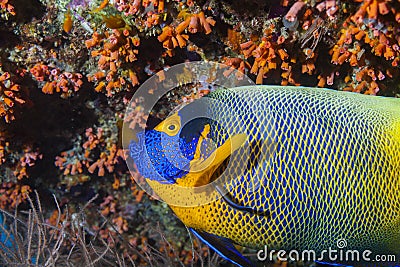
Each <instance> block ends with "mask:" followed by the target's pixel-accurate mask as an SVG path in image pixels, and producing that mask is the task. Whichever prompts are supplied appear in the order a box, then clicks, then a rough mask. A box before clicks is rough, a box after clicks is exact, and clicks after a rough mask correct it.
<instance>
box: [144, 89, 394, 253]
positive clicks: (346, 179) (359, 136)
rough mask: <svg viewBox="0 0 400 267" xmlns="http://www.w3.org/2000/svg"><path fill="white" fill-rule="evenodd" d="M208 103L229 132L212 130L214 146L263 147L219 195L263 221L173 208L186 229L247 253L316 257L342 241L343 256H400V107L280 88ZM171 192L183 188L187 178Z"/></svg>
mask: <svg viewBox="0 0 400 267" xmlns="http://www.w3.org/2000/svg"><path fill="white" fill-rule="evenodd" d="M207 97H208V98H210V99H215V100H218V101H221V102H222V103H224V105H219V104H217V103H218V102H215V103H214V102H212V101H211V102H209V104H208V106H207V110H208V112H210V114H211V115H212V116H213V117H214V118H216V119H217V120H219V121H221V122H223V123H222V125H224V126H225V127H228V131H227V132H224V133H222V134H221V131H220V130H221V129H220V127H217V126H215V124H214V125H213V124H212V123H211V130H210V136H212V138H213V139H214V140H215V141H216V143H217V145H218V146H221V145H222V144H223V143H224V142H226V140H227V139H228V135H227V133H229V134H233V135H234V134H237V133H245V134H246V136H247V140H248V143H249V144H251V143H252V142H256V141H259V142H261V143H262V144H264V145H265V146H264V147H263V148H264V149H265V150H264V151H262V150H261V149H258V151H257V149H255V150H254V151H252V153H251V159H254V158H256V159H257V158H258V160H254V162H253V161H252V160H250V162H251V164H253V163H254V164H253V165H254V166H250V168H249V170H246V171H245V173H243V166H246V163H247V162H248V158H241V157H240V156H239V158H238V159H237V160H238V161H237V162H236V163H235V164H233V168H232V169H230V173H229V174H230V175H232V177H236V178H237V179H232V180H231V181H230V182H228V184H227V185H226V188H227V189H228V191H229V196H230V197H231V198H232V199H233V200H234V201H235V202H236V203H240V205H242V206H246V207H252V208H254V209H255V210H257V209H263V210H268V213H269V214H268V215H259V214H257V213H251V212H246V211H243V210H238V209H235V208H234V207H232V205H230V204H229V203H227V201H226V200H225V199H224V198H219V199H217V200H215V201H213V202H211V203H208V204H204V205H200V206H198V207H180V206H171V208H172V209H173V210H174V212H175V213H176V215H177V216H178V217H179V218H180V219H181V220H182V221H183V223H185V225H187V226H188V227H191V228H193V229H196V230H201V231H204V232H207V233H210V234H213V235H216V236H220V237H225V238H229V239H230V240H232V241H233V242H234V243H237V244H240V245H243V246H247V247H253V248H263V247H264V245H268V247H269V248H271V249H286V250H290V249H298V250H302V249H314V250H316V251H321V250H323V249H327V248H328V247H332V248H335V247H336V241H338V240H340V239H343V238H344V239H346V241H347V248H349V249H361V250H363V249H370V250H372V251H373V252H374V253H378V252H381V253H389V252H391V253H395V254H398V253H399V247H400V197H399V196H400V194H399V192H400V100H399V99H391V98H384V97H373V96H365V95H360V94H354V93H346V92H338V91H333V90H327V89H316V88H305V87H302V88H298V87H297V88H293V87H279V86H254V87H241V88H233V89H225V90H219V91H215V92H213V93H211V94H209V95H208V96H207ZM271 147H272V148H273V150H274V153H265V152H266V151H267V152H270V151H269V150H268V149H271ZM150 149H151V148H150ZM241 149H242V150H244V149H246V148H245V147H242V148H241ZM241 149H239V153H238V154H239V155H241V154H240V153H241ZM250 151H251V149H250ZM262 152H264V153H262ZM146 178H148V179H149V180H152V177H146ZM200 179H201V176H200ZM176 183H178V184H181V185H184V184H185V176H183V177H177V180H176ZM153 184H154V183H153ZM160 190H162V189H160ZM174 194H179V192H178V191H177V192H174Z"/></svg>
■ ■ ■ ■ ■ ■ ■
§ TASK DETAILS: Copy all of the data above line for line, leaving out the picture.

§ EXPECTED ANSWER:
Each <instance> block ends with "mask:" followed by the target's pixel-accurate mask as an SVG path in image pixels, and producing that mask is the task. Whichever prompts are supplied appear in the order a box, then clicks, then a rough mask. A box before clicks is rough, a box after clicks is exact, and clicks after a rough mask correct it.
<instance>
box: [144, 89, 394, 253]
positive clicks: (346, 179) (359, 136)
rough mask: <svg viewBox="0 0 400 267" xmlns="http://www.w3.org/2000/svg"><path fill="white" fill-rule="evenodd" d="M208 103L229 132L212 130L214 146L263 147L219 195L263 221L173 208L186 229L247 253L316 257L342 241L343 256H400V107L280 88ZM171 192L183 188L187 178Z"/></svg>
mask: <svg viewBox="0 0 400 267" xmlns="http://www.w3.org/2000/svg"><path fill="white" fill-rule="evenodd" d="M207 97H208V98H210V99H215V100H218V101H221V102H222V103H224V105H219V104H217V103H218V102H215V103H214V102H212V101H211V102H209V104H208V106H207V110H208V112H210V114H211V115H212V116H213V117H214V118H216V119H217V120H219V121H221V122H223V123H222V125H224V126H225V127H228V131H227V132H224V133H222V134H221V131H220V130H221V129H220V127H217V126H215V124H214V125H213V124H212V123H211V130H210V136H212V138H213V139H214V140H215V141H216V143H217V145H218V146H221V145H222V144H223V143H224V142H226V140H227V139H228V135H227V133H229V134H233V135H234V134H237V133H245V134H246V136H247V140H248V143H249V144H251V143H252V142H256V141H259V142H261V143H262V144H264V145H265V146H264V147H263V148H264V149H265V150H264V151H262V150H261V149H258V151H257V149H255V150H254V151H252V153H251V159H254V158H256V159H257V158H258V160H254V162H253V161H252V160H250V162H251V164H253V163H254V164H253V165H254V166H250V168H249V170H246V171H245V173H243V166H246V163H247V162H248V158H241V157H240V156H239V158H238V159H237V160H238V161H237V162H236V163H235V164H233V168H232V169H230V173H229V174H230V175H232V177H236V178H237V179H232V180H231V181H230V182H228V184H227V185H226V188H227V189H228V191H229V196H230V197H231V198H232V199H233V200H234V201H235V202H236V203H240V205H242V206H246V207H252V208H254V209H255V210H257V209H263V210H268V213H269V214H268V215H259V214H257V213H251V212H246V211H243V210H238V209H235V208H234V207H232V205H230V204H229V203H227V201H226V200H225V199H224V198H219V199H217V200H215V201H213V202H211V203H208V204H204V205H200V206H198V207H180V206H171V208H172V209H173V210H174V212H175V213H176V215H177V216H178V217H179V218H180V219H181V220H182V221H183V223H185V225H187V226H188V227H191V228H193V229H196V230H201V231H204V232H207V233H210V234H213V235H216V236H220V237H225V238H229V239H230V240H232V241H233V242H234V243H237V244H240V245H243V246H247V247H253V248H263V247H264V245H268V247H269V248H271V249H286V250H290V249H298V250H302V249H314V250H316V251H321V250H323V249H327V248H328V247H332V248H335V247H336V241H338V240H340V239H343V238H344V239H346V241H347V248H349V249H361V250H363V249H370V250H372V251H373V252H374V253H378V252H381V253H389V252H391V253H395V254H398V253H399V247H400V197H399V196H400V194H399V192H400V100H399V99H391V98H384V97H373V96H365V95H360V94H354V93H346V92H338V91H333V90H327V89H316V88H305V87H302V88H298V87H297V88H293V87H279V86H254V87H241V88H233V89H225V90H219V91H215V92H213V93H211V94H209V95H208V96H207ZM271 147H272V148H273V150H274V153H265V152H266V151H267V152H270V151H269V150H268V149H271ZM150 149H151V148H150ZM241 149H242V150H244V149H246V148H245V147H242V148H241ZM241 149H239V153H238V154H239V155H241V154H240V153H241ZM250 151H251V149H250ZM262 152H264V153H262ZM146 178H148V179H149V180H152V177H146ZM200 179H201V176H200ZM176 183H178V184H181V185H184V184H185V176H183V177H177V180H176ZM153 184H154V183H153ZM160 190H162V189H160ZM174 194H179V192H178V191H177V192H174Z"/></svg>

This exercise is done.